| Challenge |
Please turn all the lines below into a Markdown table with two columns, Row and Line, giving each row a number and skipping blank lines. Leave the pictures out.

| Saved entries |
+--

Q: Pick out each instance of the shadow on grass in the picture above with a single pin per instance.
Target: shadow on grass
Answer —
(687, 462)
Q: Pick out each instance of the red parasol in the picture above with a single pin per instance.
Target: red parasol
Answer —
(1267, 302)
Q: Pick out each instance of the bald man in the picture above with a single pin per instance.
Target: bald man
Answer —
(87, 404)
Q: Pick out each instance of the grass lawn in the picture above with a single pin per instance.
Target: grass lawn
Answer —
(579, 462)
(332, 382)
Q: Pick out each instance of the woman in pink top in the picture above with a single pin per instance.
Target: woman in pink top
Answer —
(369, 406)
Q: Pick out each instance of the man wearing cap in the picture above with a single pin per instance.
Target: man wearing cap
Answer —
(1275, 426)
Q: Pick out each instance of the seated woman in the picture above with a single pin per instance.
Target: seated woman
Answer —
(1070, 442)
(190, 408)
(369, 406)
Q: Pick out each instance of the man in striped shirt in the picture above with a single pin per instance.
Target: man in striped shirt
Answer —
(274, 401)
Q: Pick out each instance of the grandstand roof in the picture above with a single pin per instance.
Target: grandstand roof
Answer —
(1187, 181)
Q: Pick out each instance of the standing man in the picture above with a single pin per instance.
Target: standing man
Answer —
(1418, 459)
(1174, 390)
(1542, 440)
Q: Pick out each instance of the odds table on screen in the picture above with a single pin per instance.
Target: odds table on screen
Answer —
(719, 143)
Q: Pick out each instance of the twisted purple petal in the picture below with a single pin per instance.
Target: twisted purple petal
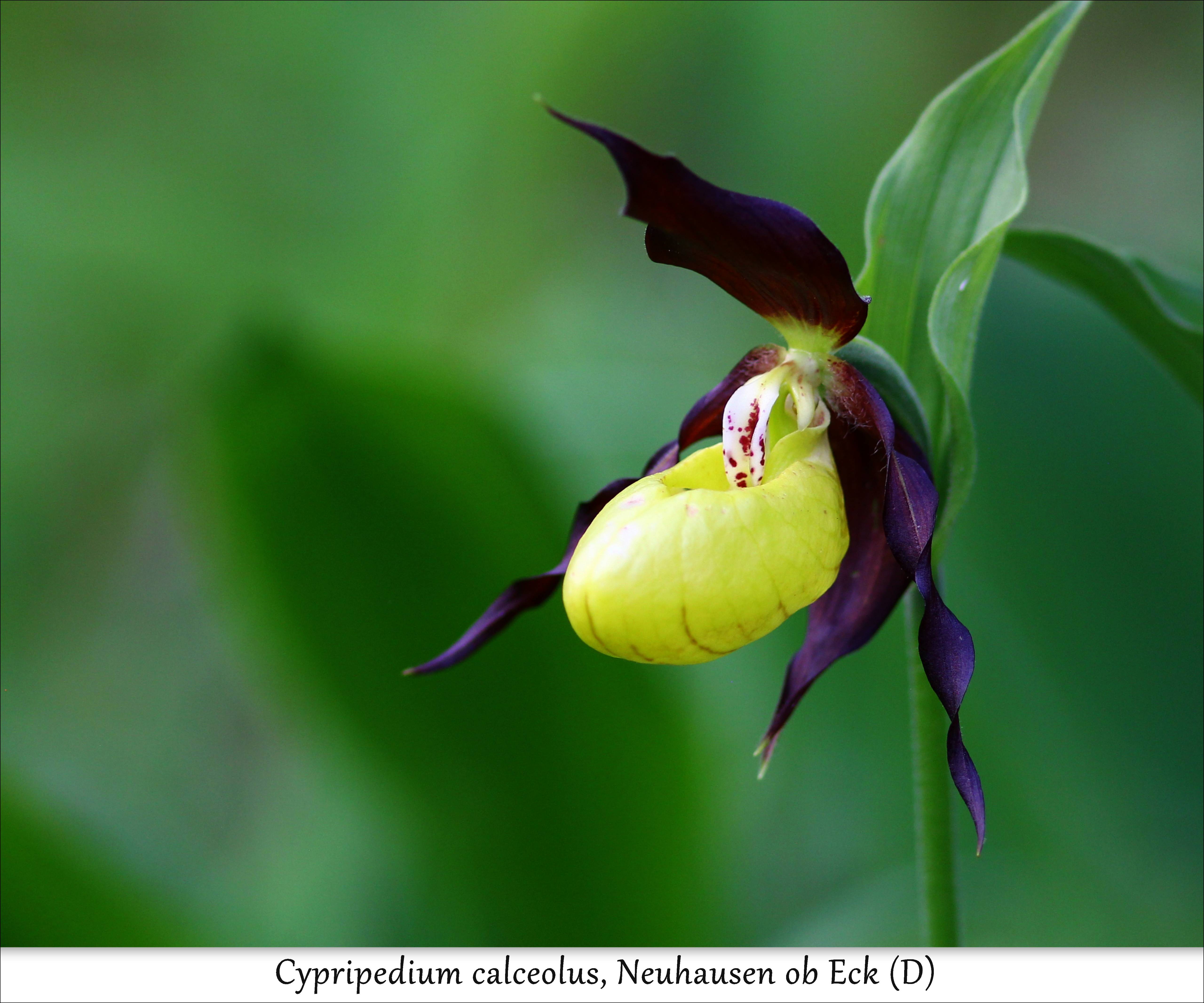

+--

| Response to the task |
| Row | Line |
|---|---|
| 1 | Q: Pick out each instance of the shadow on grass in the picture above with a single pin per instance. |
| 2 | Target: shadow on grass |
| 3 | Answer — |
| 4 | (687, 462) |
| 5 | Q: Pick out each instance of the red parasol in the picture above with a single pin per instance. |
| 6 | Target: red parasol |
| 7 | Answer — |
| 8 | (1267, 302) |
| 9 | Q: Pick out each instance of the bald man in the picture above with a single pin per instance. |
| 10 | Target: bald man |
| 11 | Answer — |
| 12 | (87, 404) |
| 13 | Q: Pick out each instance of the grass lawn in the picture above with a single pin per instance. |
| 14 | Target: grass lawn |
| 15 | Answer — |
| 16 | (579, 462) |
| 17 | (332, 382) |
| 18 | Q: Pick out each instance of the woman in pink top in the picture above with a single pin per instance. |
| 19 | Target: woman in pink top |
| 20 | Answer — |
| 21 | (369, 406) |
| 22 | Q: Pick out each instance of the man wearing cap in the picture above with a single pin per instance. |
| 23 | Target: man wearing cap |
| 24 | Answer — |
| 25 | (1275, 426) |
| 26 | Q: Pick out each instance of the seated woman in the picture above with a single pin per instance. |
| 27 | Target: seated woman |
| 28 | Answer — |
| 29 | (1070, 442) |
| 30 | (190, 408) |
| 31 | (369, 406) |
| 32 | Q: Pick out each instance of the man in striped shirt in the picture above with a single pin per instance. |
| 33 | Target: man in striped shirt |
| 34 | Answer — |
| 35 | (274, 401) |
| 36 | Q: Pick out each instance of the grandstand roof in the picture above with a single pin per instance. |
| 37 | Target: grandstand roof |
| 38 | Answer — |
| 39 | (1187, 181) |
| 40 | Q: Pick out each instance of the standing man in the picture above with a single pin per instance. |
| 41 | Target: standing man |
| 42 | Answer — |
| 43 | (1418, 459) |
| 44 | (1174, 390) |
| 45 | (1542, 440) |
| 46 | Q: Pick out each instance of the odds table on screen in the picture above with a single pin per instance. |
| 47 | Target: odds table on screen |
| 48 | Answer — |
| 49 | (719, 143) |
| 50 | Q: Pick out each instance of the twisted purple petal in the picture below with a single pin per instance. |
| 51 | Target: twisted purple petal |